(Passage provided begins)
Dr. Malachi Griffith uses the latest computational and genomics tools to customize cancer treatment. He is one 16 speakers that will present at the GSC’s 20th Anniversary Symposium, November 21, 2019. 

Malachi GriffithAt the beginning of his undergraduate degree, two of Dr. Malachi Griffith’s family members were diagnosed with cancer. Sadly, he lost his mother to breast cancer. His brother, on the other hand, survived Ewing Sarcoma through surgical intervention, chemotherapy and treatment by world-renowned oncologists. These experiences motivated him to pursue a career in cancer research.

“I saw this incredible dichotomy between when treatment fails a cancer patient and when it saves their lives,” says Dr. Griffith, “this inspired me to pursue cancer research.”

When Dr. Griffith and his twin brother Dr. Obi Griffith began their journey to becoming cancer researchers as undergraduate biology students, they became interested in genomics and how it could be applied to the study of cancer.
(Passage provided ends)
(Available data begins)
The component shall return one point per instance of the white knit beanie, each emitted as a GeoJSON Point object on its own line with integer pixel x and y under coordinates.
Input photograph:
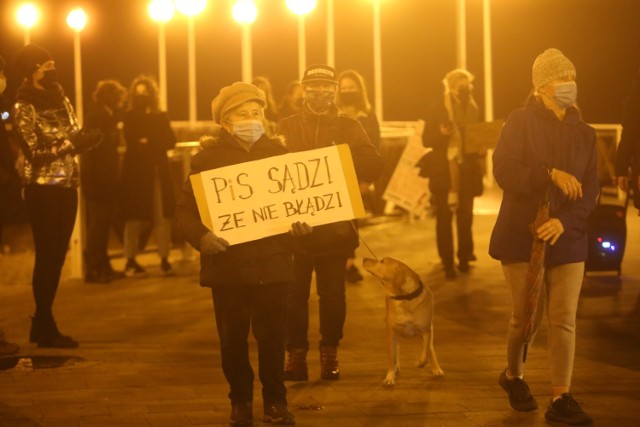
{"type": "Point", "coordinates": [549, 66]}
(Available data ends)
# Problem details
Reproduce the portion of the profile of Dr. Malachi Griffith between "Malachi GriffithAt the" and "in cancer research.", inclusive. The data were taken from a separate source.

# Answer
Malachi GriffithAt the beginning of his undergraduate degree, two of Dr. Malachi Griffith’s family members were diagnosed with cancer. Sadly, he lost his mother to breast cancer. His brother, on the other hand, survived Ewing Sarcoma through surgical intervention, chemotherapy and treatment by world-renowned oncologists. These experiences motivated him to pursue a career in cancer research.